§ **Extract provided**
The Christian from Croydon, south London, first worked as a primary school teacher in the squalid and lawless Kowloon Walled City. Her attention soon turned to the problems faced by those living in the crumbling settlement, however, and she later set up the St Stephen’s charity.
Pullinger opened a youth centre in the notorious Kowloon Walled City.

“Churches tend to look after the nice people. I do my work with the nasty ones, like addicts and prostitutes who feel despised and excluded,” she told the Post in January 1983. “They won’t go near churches, so I make it my job to find them.”

The golden jubilee of Pullinger’s arrival in Hong Kong, and the good deeds she has done, were recently celebrated at the Vine Centre in Wan Chai, and a three-day public worship begins at 6pm on Friday at Kowloon Walled City Park.

Tributes for American missionary who helped Hong Kong drug addicts

One of the many people she has helped is Winson Chan Wing-shun, an affable 65-year-old who checks in visitors at the society’s Shing Mun Springs compound on a Sha Tin hillside, which has four dormitories, a gym and swimming pool.

It’s a far cry from his childhood experience. Chan grew up in the Kowloon Walled City, where his father was a triad member and opium addict. With his family unable to pay tuition fees, Chan didn’t finish his primary education until he was 17.

“At school I was already stealing things. At night we’d go to construction sites – they weren’t cordoned off in those days – and we’d steal metal things to sell,” he recalls. “Eventually I joined the triads and we’d either steal or fight.

§ **Provided records**
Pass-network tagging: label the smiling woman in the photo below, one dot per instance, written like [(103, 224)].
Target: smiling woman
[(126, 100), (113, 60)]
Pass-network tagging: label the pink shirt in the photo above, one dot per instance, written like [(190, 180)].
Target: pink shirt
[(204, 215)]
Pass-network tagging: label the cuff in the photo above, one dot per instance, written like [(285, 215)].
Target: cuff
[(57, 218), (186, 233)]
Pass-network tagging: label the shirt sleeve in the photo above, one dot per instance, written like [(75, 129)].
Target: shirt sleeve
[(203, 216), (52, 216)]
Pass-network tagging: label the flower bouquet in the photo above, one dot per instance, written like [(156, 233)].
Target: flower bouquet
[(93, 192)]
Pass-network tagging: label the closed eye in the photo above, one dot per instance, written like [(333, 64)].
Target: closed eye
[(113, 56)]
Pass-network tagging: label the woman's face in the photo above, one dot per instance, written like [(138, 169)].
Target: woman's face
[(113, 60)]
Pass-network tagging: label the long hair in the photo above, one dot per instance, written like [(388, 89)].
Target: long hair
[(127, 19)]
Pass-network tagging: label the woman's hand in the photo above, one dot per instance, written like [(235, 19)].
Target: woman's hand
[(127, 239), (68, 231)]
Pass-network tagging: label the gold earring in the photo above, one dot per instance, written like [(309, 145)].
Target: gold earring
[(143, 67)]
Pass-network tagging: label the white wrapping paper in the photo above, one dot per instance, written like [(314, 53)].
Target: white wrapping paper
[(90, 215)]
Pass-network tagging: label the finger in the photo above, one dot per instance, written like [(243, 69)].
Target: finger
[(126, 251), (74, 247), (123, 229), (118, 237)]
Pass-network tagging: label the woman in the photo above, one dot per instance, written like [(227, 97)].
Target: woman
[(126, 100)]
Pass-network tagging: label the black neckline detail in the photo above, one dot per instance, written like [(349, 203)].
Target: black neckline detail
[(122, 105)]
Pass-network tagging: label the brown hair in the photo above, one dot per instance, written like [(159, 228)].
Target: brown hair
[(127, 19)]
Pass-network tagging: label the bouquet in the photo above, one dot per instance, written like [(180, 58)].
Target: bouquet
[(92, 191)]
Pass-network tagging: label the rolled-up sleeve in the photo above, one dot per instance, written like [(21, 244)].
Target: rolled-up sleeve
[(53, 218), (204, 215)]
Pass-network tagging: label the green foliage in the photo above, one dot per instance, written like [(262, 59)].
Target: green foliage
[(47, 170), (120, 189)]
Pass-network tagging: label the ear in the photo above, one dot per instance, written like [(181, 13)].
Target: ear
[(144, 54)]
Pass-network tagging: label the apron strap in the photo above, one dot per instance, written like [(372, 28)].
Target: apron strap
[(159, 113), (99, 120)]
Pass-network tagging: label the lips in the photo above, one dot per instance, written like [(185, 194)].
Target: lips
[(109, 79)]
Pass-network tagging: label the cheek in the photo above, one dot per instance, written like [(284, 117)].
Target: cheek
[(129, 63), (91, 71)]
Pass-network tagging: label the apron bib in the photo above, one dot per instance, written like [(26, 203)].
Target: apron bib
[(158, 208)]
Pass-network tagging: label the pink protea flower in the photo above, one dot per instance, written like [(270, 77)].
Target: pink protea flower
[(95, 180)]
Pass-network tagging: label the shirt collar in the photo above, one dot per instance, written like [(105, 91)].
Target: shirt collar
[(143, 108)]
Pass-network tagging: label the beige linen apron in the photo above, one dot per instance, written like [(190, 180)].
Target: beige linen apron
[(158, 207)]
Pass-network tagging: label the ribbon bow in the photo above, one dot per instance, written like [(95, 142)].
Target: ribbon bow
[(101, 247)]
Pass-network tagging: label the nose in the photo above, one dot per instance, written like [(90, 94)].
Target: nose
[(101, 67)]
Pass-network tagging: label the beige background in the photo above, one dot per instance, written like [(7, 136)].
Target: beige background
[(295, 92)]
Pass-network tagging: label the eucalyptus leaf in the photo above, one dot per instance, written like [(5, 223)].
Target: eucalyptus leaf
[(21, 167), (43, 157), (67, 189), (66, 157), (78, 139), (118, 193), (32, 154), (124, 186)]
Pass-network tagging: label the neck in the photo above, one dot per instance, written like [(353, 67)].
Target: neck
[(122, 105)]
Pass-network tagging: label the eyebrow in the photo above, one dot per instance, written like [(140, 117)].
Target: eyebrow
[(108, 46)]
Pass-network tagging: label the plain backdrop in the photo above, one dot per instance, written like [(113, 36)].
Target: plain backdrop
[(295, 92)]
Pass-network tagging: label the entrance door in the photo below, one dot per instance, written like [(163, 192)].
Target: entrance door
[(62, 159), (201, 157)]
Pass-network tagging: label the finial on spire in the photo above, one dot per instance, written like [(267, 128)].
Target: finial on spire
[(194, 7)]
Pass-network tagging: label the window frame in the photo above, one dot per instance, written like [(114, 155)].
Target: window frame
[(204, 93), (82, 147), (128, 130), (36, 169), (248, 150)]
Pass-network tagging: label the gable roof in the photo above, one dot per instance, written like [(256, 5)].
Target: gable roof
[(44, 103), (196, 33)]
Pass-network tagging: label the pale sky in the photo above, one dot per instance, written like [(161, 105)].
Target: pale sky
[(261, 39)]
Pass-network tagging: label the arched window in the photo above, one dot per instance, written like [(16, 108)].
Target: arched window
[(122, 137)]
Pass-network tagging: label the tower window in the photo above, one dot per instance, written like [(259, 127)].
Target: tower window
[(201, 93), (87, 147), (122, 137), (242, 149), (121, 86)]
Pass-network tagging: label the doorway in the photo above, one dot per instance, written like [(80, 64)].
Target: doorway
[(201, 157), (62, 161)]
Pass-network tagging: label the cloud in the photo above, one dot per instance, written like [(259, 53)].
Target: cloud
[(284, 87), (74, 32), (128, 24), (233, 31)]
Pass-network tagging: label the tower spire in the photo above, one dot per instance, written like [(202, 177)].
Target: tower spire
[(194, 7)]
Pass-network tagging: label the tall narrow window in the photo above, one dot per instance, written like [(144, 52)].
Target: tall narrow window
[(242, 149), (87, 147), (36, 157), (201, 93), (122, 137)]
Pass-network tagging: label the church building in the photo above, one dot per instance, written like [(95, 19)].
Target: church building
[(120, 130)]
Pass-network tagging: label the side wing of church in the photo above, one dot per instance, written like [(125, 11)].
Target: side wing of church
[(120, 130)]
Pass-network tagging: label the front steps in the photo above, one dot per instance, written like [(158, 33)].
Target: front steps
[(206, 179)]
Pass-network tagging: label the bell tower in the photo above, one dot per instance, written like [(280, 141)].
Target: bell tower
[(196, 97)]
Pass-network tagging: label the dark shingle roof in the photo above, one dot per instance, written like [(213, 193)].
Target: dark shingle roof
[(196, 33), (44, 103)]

§ **Written problem A**
Print the stretch from "Pullinger opened a" through "Walled City Park." from the article on Pullinger's work in Kowloon Walled City.
§ **Written problem B**
Proceed with the article on Pullinger's work in Kowloon Walled City, picking up right after its final sentence.

§ **Task response A**
Pullinger opened a youth centre in the notorious Kowloon Walled City.

“Churches tend to look after the nice people. I do my work with the nasty ones, like addicts and prostitutes who feel despised and excluded,” she told the Post in January 1983. “They won’t go near churches, so I make it my job to find them.”

The golden jubilee of Pullinger’s arrival in Hong Kong, and the good deeds she has done, were recently celebrated at the Vine Centre in Wan Chai, and a three-day public worship begins at 6pm on Friday at Kowloon Walled City Park.

§ **Task response B**
A young Pullinger (centre) chats with at-risk youths in Kowloon Walled City in 1966.

“We’d hang out with the senior members in opium dens, watching them smoke. We were curious and started taking the odd puff. After a while you couldn’t stop yourself and were addicted.”

In 1970, Chan met Pullinger, who had set up a youth centre in Kowloon Walled City where teenagers played table tennis and enjoyed free snacks.

“We wondered what she was doing in a place that was so filthy and chaotic. Was she a police informer?” Chan says. When he and fellow triad members realised she was just trying to improve their lives, he offered support.

Chan decided to turn to Christianity, and Pullinger helped him kick his drug habit through prayer. Once clean, he learned English and got a hotel job, starting as a bell boy and eventually becoming a concierge.

His story is chronicled in Pullinger’s 1980 bestseller Chasing the Dragon, which has been translated into several languages. Nine years later, she released Crack in the Wall: the Life and Death of Kowloon Walled City, a photographic account of her work there.
Pullinger with a young man at the Kowloon Walled City centre in 1966. Photo: Chu Ming-hoi

In 1988 she received an MBE, a British honour bestowed by Queen Elizabeth. Despite drawing no salary and relying on donations and volunteers, Pullinger soldiers on.

“I had no idea I would be here this long, but it’s gone quickly. I’m lucky to see what I dreamed of realised,” she says.

The Sha Tin rehabilitation centre houses about 200 people, some in the first stages of drug withdrawal and others who have lived there for years. They not only pray, but also exercise daily, swimming, playing basketball or soccer, and learning work skills such as English and computing.
Pullinger’s 1980 bestseller Chasing the Dragon.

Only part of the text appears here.